= SUPPLIED PASSAGE =
━━━━━━━━

Her political side emerged when she attended the University of Missouri at Columbia. Lackluster grades kept her out of journalism school, but she threw herself into student government and made key Republican connections.
Those she met included David Ayres and Brad Scott, who soon went to work for Sen. Christopher "Kit" Bond, R-Mo. Years later, Bond would become Hanaway's boss and political mentor.
Leaving Mizzou, Hanaway returned to Nebraska and got her journalism degree from Creighton University. A law degree from Washington-based Catholic University of America followed.
Hanaway ended up in St. Louis at the law firm of Peper, Martin, Jensen, Maichel & Hetlage. Next door to her office, starting on the same day in 1990, was another newly minted lawyer: Jennifer Joyce.
Joyce is now the St. Louis circuit attorney. Back then, the two worked in the firm's litigation department, spending a month together in Houston, for example, reviewing documents for a failed savings and loan.
They have remained close. In fact, when Joyce decided to run for circuit attorney, the first person whose advice she sought was Hanaway - even though Joyce is a Democrat. Hanaway prepared a 15-page campaign plan for Joyce, "which was incredibly helpful," she said. "It was just like Campaign 101."

━━━━━━━━

= RECORDED INFORMATION =
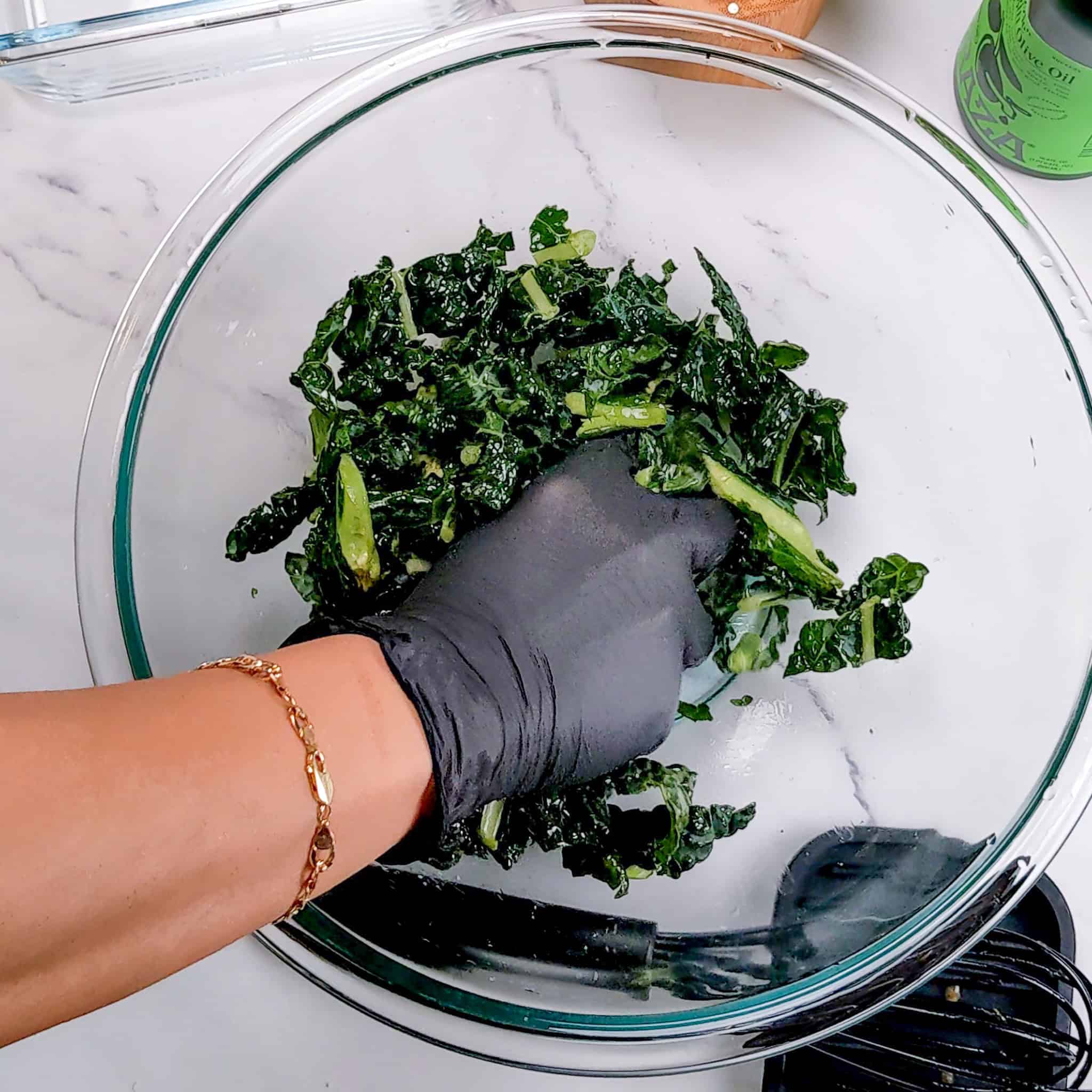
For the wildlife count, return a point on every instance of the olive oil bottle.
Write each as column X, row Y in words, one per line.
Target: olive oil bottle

━━━━━━━━

= TO DO =
According to the passage about Hanaway, why did she not get into journalism school at the University of Missouri at Columbia? Answer in one to three sentences.

= ANSWER SPACE =
Lackluster grades kept her out of journalism school there. She threw herself into student government instead, and she later earned her journalism degree from Creighton University.